▸ **EXERCISE**:
Please extend the notes on the parser algorithm for postfix operators, picking up right after their last sentence.

▸ **ARTICLE**:
########################################
2013-03-31

parser algorithm for postfix operators

2.1: adda/syntax/parser algorithm for postfix operators:
. when checking for existence,
the word (is) could be used in 2 ways:
(is x) checks for existence,
(x is t) checks for x's type = t .
. another idea is having support for
english-style postfix operators:
then you could write (x exists)
and you'd parse this like an infix
except you're not looking for a 2nd arg .
. its syntax for being declared
could be similar to that of other functions:
myPrefix(arg.argType).ReturnType,
(arg.t)myPostfix.ReturnType,
myInfix(arg1,arg2:t).ReturnType .
-- anything with 2 args is an infix operator .

the parser's algorithm:

. subexpressions are composed of atoms
that are the leaf in trees branched by
pre-, post- and infix operators;
in addition to the operators
branching is formed by enclosures;
eg, when we find any of:
( { [ <.
we call get-subexpression,
which considers its terminators to be:
, ; . : ) } ] .>
(depending on context and spacing);
and, anything in between these terminators
will be a subexpression .

find a term:

. a term is whatever results in a linear list,
as opposed to a branching tree .
. we might find a string of prefix operators,
we eventually find an atom,
and then we might find a string of postfixes .
. so to start,
we're expecting either an atom or a prefix:
. when we finally find an atom,
we can call [find end of term].

[find end of term]:

. after getting the next token (that is,
a symbol within the text we are parsing)
there are several cases:
# terminator:
. we found a complete subexpression .
# postfix:
. a postfix is treed just like an infix
because it's simpler for robots to read
(we invented the idea of a postfix
just for humans to see things their way,
but humans won't see our parse tree).
########################################
▸ **RECORDS SHOWN**:

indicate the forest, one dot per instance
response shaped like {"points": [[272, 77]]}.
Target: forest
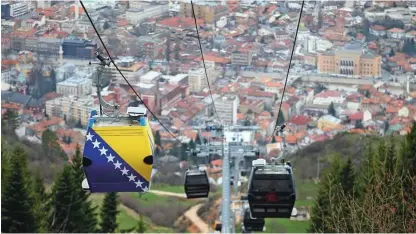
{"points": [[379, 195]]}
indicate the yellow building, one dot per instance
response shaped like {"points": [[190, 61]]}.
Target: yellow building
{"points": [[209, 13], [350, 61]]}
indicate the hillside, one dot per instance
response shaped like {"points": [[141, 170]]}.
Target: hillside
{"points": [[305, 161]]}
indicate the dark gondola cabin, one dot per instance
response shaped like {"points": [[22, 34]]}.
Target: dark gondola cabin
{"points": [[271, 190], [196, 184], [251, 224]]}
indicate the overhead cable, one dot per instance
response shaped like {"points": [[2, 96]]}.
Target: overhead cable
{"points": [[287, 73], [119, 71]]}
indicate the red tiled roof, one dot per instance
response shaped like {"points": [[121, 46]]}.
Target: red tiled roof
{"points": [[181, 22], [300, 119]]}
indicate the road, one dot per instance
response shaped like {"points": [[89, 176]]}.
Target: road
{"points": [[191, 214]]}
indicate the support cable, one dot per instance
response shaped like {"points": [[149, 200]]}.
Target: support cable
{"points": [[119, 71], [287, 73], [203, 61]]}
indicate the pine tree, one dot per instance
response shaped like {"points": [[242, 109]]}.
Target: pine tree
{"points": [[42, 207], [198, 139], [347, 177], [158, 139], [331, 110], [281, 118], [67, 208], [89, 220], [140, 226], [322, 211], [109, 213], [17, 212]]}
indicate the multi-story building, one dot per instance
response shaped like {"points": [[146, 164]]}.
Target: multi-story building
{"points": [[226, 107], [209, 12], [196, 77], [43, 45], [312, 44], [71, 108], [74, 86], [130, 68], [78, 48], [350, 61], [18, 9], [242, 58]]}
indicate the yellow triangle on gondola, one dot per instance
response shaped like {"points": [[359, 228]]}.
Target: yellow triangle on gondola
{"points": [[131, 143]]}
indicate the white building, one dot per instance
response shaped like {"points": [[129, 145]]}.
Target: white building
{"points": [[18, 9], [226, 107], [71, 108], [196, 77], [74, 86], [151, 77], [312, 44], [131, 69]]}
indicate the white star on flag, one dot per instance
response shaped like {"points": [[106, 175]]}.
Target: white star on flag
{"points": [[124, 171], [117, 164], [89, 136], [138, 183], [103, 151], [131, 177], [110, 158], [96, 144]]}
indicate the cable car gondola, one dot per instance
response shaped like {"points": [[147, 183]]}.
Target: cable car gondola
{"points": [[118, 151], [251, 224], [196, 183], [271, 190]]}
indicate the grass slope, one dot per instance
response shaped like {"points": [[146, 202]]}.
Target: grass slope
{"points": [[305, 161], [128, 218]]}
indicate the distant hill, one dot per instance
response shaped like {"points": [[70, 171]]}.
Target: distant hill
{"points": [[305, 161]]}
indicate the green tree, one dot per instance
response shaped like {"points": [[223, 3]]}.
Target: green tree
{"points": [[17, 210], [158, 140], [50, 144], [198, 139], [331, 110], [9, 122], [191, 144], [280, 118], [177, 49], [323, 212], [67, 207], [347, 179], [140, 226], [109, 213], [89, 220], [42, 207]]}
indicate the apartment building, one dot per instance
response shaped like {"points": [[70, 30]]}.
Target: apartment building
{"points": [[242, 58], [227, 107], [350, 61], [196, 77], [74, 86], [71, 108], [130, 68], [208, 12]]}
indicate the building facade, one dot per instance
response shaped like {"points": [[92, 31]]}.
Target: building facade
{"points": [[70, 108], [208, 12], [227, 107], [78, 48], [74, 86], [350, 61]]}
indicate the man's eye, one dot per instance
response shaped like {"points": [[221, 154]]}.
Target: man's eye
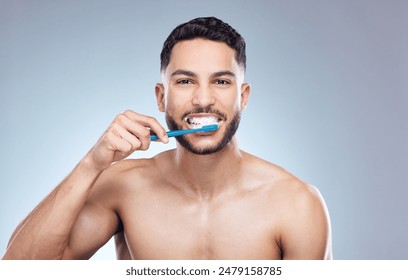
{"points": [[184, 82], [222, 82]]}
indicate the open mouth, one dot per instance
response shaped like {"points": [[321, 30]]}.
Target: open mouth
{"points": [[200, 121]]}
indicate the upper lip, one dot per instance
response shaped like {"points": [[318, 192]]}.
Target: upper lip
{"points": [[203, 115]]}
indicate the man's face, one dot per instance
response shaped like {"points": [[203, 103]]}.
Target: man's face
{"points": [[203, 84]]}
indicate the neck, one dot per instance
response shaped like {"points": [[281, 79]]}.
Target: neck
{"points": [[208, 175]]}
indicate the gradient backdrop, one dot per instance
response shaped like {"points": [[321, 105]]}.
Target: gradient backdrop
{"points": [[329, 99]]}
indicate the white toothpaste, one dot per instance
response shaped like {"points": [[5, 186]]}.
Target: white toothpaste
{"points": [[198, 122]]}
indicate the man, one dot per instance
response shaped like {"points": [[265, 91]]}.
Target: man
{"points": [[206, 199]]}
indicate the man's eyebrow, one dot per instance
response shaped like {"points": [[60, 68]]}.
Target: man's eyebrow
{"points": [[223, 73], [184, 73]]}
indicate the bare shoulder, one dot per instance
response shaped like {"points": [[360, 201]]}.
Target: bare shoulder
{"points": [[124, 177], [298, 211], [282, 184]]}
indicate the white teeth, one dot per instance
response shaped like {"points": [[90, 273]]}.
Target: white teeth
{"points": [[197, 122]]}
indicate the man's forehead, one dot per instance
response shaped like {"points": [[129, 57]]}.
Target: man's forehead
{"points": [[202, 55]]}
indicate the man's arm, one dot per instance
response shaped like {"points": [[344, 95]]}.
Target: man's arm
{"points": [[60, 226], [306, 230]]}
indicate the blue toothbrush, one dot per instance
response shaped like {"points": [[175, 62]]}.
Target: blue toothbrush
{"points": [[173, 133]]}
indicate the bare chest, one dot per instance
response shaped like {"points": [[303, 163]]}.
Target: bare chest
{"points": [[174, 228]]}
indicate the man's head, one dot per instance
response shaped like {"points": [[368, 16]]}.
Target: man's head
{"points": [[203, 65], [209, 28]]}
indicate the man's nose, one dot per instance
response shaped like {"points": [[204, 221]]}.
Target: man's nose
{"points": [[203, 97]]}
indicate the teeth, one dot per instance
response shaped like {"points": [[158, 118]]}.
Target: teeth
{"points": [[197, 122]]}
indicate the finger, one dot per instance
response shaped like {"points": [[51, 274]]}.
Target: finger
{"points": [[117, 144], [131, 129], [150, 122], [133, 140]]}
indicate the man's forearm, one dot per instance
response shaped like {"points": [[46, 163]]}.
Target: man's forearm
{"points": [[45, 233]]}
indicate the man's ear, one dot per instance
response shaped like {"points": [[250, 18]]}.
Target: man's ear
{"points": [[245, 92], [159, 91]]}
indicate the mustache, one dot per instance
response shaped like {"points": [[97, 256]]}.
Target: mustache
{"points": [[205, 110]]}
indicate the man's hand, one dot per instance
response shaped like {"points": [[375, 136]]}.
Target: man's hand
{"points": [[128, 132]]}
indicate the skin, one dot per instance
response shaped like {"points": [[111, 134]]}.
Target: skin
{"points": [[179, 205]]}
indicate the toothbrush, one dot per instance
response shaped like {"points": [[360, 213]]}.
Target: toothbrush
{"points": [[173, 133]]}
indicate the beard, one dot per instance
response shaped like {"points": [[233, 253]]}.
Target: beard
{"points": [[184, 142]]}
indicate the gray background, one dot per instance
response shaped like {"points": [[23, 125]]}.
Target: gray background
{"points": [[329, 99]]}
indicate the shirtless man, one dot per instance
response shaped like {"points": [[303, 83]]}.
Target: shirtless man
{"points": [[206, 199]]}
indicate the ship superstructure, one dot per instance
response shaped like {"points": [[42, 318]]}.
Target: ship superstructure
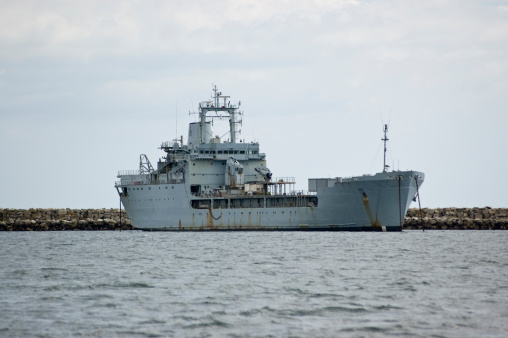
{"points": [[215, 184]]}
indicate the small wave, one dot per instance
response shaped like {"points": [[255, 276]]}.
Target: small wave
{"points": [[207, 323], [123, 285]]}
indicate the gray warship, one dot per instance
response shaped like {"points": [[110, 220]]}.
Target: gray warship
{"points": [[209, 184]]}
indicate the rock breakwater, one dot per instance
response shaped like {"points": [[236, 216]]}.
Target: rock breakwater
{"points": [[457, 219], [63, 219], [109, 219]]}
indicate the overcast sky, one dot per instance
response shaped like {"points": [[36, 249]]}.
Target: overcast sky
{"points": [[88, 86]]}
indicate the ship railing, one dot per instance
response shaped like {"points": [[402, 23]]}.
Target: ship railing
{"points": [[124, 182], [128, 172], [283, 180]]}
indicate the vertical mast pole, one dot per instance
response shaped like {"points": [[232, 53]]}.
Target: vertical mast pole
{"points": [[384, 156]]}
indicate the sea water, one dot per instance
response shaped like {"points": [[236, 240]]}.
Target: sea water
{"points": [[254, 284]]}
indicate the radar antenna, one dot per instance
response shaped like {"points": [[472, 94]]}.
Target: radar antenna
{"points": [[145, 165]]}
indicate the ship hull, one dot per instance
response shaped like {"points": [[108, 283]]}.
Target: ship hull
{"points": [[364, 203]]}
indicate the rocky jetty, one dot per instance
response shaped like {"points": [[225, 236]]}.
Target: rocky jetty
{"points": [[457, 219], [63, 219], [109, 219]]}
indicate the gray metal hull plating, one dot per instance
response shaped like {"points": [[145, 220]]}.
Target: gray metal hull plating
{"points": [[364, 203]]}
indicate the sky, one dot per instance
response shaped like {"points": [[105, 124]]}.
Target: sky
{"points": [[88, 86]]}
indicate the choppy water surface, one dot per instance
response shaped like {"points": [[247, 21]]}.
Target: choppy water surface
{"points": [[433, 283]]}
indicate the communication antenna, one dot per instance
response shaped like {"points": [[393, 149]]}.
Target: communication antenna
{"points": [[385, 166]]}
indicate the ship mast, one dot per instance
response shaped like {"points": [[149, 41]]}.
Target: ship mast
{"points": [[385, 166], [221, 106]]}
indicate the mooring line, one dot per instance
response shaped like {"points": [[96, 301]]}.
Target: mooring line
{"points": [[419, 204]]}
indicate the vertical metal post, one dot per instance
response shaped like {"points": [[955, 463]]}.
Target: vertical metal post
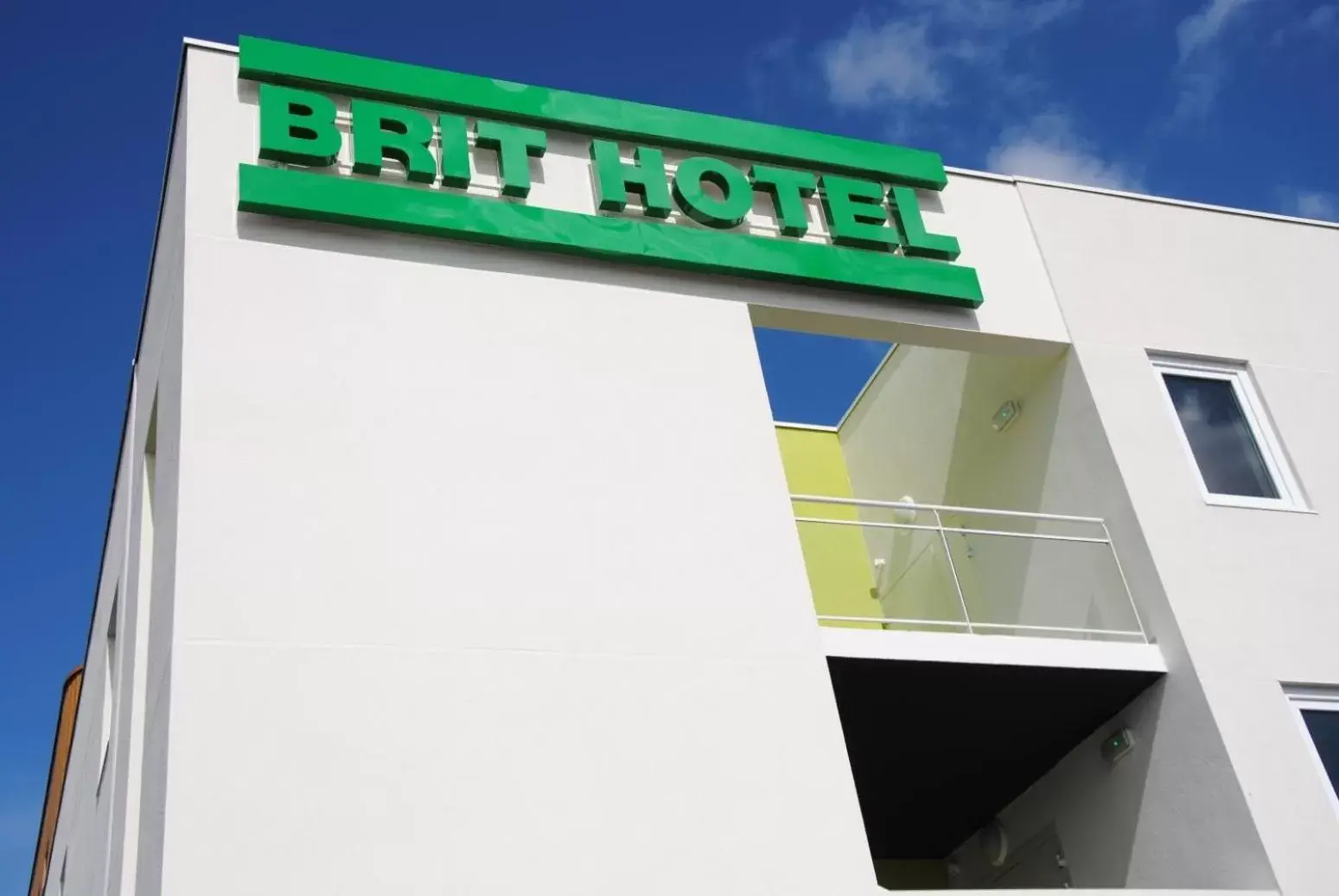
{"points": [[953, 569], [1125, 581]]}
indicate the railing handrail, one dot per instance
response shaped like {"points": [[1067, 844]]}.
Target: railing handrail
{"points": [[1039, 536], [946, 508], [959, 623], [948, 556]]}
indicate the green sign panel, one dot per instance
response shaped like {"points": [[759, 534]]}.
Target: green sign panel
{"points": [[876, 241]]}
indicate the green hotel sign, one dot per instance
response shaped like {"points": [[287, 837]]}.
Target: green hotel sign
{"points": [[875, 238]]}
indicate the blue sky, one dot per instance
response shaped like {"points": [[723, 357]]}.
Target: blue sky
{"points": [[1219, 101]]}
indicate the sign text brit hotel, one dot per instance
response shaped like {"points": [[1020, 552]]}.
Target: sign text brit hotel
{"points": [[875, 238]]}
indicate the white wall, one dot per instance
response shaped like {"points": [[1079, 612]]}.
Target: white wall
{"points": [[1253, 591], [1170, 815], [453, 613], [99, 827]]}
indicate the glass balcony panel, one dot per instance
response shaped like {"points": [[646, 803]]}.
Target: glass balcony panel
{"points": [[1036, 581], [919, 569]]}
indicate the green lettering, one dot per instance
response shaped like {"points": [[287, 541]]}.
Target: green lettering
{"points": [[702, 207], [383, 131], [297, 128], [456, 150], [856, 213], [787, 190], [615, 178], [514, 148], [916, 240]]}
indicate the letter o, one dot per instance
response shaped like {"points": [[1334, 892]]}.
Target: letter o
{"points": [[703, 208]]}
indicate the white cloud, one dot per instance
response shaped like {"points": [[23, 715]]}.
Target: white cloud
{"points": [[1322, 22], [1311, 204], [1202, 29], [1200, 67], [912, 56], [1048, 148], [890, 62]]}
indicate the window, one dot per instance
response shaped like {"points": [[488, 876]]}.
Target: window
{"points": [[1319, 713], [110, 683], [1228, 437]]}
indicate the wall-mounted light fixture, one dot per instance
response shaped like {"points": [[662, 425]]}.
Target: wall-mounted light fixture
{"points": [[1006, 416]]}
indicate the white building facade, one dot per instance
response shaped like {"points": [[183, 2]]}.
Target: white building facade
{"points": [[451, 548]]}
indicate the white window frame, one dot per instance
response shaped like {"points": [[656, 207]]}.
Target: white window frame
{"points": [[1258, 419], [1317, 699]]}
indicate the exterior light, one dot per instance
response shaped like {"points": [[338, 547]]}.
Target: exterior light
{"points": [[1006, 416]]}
########################################
▸ **RESULT OF THE TASK**:
. to position our postix in the list,
it is supposed to be placed at
the head of the current term's list;
if there is more than one prefix operator,
it might not apply to the entire list,
so we have to place it with type matching,
starting at the top and working down
until finding that matching type
(that's the way english intuitively reads it:
it's placed at the end because
it applies to everything before it;
that's english's way of
avoiding long parentheticals).
. this might be the end of the term;
or, there could be more postfix;
so recurse: call [find end of term].
# infix:
. we have found end of term;
so we call [build a biop tree](term)
-- the term we just found
is made to be the binary operator's first arg,
and will now find the 2nd arg,
which is a subexpression
(that might either be a term,
or another biop subtree ).

tree a binary operator

. the algorithm for [build a biop tree](term)
is already designed elsewhere .
[3.21:
. actually, that still needs work:
the 1988 version is included below;
and, you can see it uses precedence ordering,
but in our current idea for treebiop
we have the same problem as for postfix placement:
we need to find the matching type;
eg, let b.truth, and let x,y,z,t: num;
then parse ( b or x + y * z = t );
when we get to the x,
there's a type mismatch -- truth OR number --
so we tree-in a place-holder:
(b or { (x ...) })
then for the (x+y*z) we need a precedence table
to tell us that prec(*) < prec(+)
and from that we get ( b or {(x+(y*z)) ...} )
then "=" is taking numbers and returning truth;
so, we parse it as being above num
and also being below truth:
(b or {(x+y*z) = (...)})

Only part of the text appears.